PASSAGE |
7 Things Netflix’s ‘The Great Hack’ Gets Wrong About the Facebook, by Alec Stapp
Suggested by Philip Salter, Founder, The Entrepreneurs Network
Cambridge Analytica's overblown marketing claims have been co-opted by its critics to overstate the company's influence. Although Netflix's The Great Hack tells a compelling story, it's not a true story. The film wildly overstates the significance of the scandal in both the 2016 US presidential election and the 2016 UK referendum on leaving the EU.
Targeted campaigns based on personality type don't seem to work (Cambridge Analytica didn't even have the data to do this properly) – if they did Ted Cruz would be President – and as yet there is no evidence that Facebook data were used in the Brexit referendum. "The truth is much more mundane: the Facebook-Cambridge Analytica data scandal was neither a 'hack' nor was it 'great' in historical importance," explains Alec Stapp. If we want to understand Trump and Brexit, we'll need to dig a little deeper than Netflix.
Scott and Scurvy, IdleWords.com
Suggested by Sam Dumitriu, Research Director, The Entrepreneurs Network
Scurvy is a deeply unpleasant and potentially fatal disease. The good news is that it’s cure is simple: restore Vitamin C to the diet. In 1749, Scottish Physician James Lind proved in medical experiments that eating citrus fruits could halt and reverse the condition. By the 19th Century it gave the British navy a massive strategic advantage. Yet by the second half of the 19th Century the cure was lost. As blogger Maciej Cegłowski puts it: “The story of how this happened is a striking demonstration of the problem of induction, and how progress in one field of study can lead to unintended steps backward in another.”

EXERCISE 1 |
Please retype the part of the reading list starting with "Targeted campaigns based" and going on through "deeper than Netflix.".
EXERCISE 2 |
Translate this sentence from the reading list into Spanish: "Scurvy is a deeply unpleasant and potentially fatal disease."
EXERCISE 3 |
In one to three sentences, explain how the reading list supports its claim that targeted campaigns based on personality type don't seem to work.
The records come from a different source than the reading list.

SOURCE INFORMATION |
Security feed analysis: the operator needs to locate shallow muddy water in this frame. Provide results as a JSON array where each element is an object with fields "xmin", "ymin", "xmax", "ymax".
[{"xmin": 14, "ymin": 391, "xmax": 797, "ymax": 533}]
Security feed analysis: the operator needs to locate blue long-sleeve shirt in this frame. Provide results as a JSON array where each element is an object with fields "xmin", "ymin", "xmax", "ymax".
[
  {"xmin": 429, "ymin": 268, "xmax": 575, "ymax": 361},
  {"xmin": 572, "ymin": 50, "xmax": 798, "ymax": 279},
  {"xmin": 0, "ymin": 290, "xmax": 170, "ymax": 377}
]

OUTPUT 1 |
Targeted campaigns based on personality type don't seem to work (Cambridge Analytica didn't even have the data to do this properly) – if they did Ted Cruz would be President – and as yet there is no evidence that Facebook data were used in the Brexit referendum. "The truth is much more mundane: the Facebook-Cambridge Analytica data scandal was neither a 'hack' nor was it 'great' in historical importance," explains Alec Stapp. If we want to understand Trump and Brexit, we'll need to dig a little deeper than Netflix.

OUTPUT 2 |
El escorbuto es una enfermedad profundamente desagradable y potencialmente mortal.

OUTPUT 3 |
It argues that if such campaigns worked, Ted Cruz would be President. It adds that Cambridge Analytica didn't even have the data to run them properly.